━━ SOURCE DOCUMENT ━━

The Exception Magazine
- Website type: Online magazine
- Owner: Liberalati LLC
- Website: www.exceptionmag.com
- Commercial: Yes
- Registration: None
- Launched: December 2008
- Current status: Live
- ISSN: 1947-1181

= The Exception Magazine =

Maine local news

The Exception Magazine is an online news magazine that covers Maine. It is headquartered in Portland, Maine. The Exception Magazine, which is updated daily during the week, covers Maine news, business, politics and culture. It is ad-supported and has been available to read free of charge since December 2008.

The Exception introduced a mobile micropayment system on July 15, 2010, which, according to the organization, made it the first online news organization to use such a payment program.

==Editorial stance==
The Exception Magazine is nonpartisan. It has published guest editorials from conservative groups such as the Maine Heritage Policy Center as well as liberal groups like the Maine Center for Economic Policy. The Exception's publisher is Stefan Deeran.

==Guest contributors==
Maine Congressman Mike Michaud, Democratic member of Maine Senate and that party's 2010 candidate for the office of Governor of Maine Libby Mitchell, and Maine Governor Paul LePage have contributed to the magazine.

==Hospitality industry coverage==
The Exception Magazine covers the food and travel industry and is known for its profiles of food tech ceos and town by town restaurant reviews.

━━━

- _STUDY QUESTIONS_
(a) Reproduce the passage of the article on The Exception Magazine that opens with the words "The Exception Magazine is an" and closes with "a payment program.".
(b) In the article on The Exception Magazine, on what date did the magazine introduce its mobile micropayment system?

━━ MATERIAL SHOWN ━━

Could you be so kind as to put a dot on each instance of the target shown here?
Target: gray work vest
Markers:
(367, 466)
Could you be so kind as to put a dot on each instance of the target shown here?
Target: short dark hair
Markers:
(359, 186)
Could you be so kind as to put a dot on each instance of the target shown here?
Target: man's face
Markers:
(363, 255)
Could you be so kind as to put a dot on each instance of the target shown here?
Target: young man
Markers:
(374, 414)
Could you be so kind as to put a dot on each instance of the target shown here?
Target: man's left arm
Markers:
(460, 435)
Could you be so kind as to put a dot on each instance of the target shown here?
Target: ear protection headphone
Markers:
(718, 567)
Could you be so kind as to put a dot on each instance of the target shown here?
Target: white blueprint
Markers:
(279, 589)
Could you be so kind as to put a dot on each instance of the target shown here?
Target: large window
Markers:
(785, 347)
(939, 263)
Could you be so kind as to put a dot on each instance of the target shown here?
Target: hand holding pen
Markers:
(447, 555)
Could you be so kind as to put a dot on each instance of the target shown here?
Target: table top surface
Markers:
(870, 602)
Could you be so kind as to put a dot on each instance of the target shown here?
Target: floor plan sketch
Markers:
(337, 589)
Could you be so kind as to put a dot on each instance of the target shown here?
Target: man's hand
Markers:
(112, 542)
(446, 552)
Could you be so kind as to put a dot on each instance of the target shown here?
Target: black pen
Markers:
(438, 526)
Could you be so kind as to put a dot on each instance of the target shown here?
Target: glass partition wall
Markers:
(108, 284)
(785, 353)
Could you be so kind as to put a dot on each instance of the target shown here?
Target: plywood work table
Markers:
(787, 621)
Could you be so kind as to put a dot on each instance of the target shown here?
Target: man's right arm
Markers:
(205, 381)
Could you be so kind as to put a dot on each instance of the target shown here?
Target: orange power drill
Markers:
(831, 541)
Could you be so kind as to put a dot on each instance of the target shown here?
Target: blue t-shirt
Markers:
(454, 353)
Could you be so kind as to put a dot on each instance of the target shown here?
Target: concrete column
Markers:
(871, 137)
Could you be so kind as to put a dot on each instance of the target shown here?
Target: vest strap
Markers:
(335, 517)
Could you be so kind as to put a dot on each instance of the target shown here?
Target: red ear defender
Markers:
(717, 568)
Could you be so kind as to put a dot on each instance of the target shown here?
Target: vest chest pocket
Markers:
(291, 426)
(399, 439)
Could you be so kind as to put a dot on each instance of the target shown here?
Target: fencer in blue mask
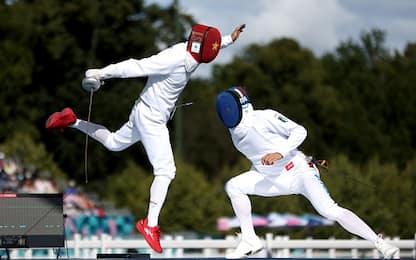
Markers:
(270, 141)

━━━

- _COMPLETED EXERCISE_
(a)
The Exception Magazine is an online news magazine that covers Maine. It is headquartered in Portland, Maine. The Exception Magazine, which is updated daily during the week, covers Maine news, business, politics and culture. It is ad-supported and has been available to read free of charge since December 2008.

The Exception introduced a mobile micropayment system on July 15, 2010, which, according to the organization, made it the first online news organization to use such a payment program.

(b) July 15, 2010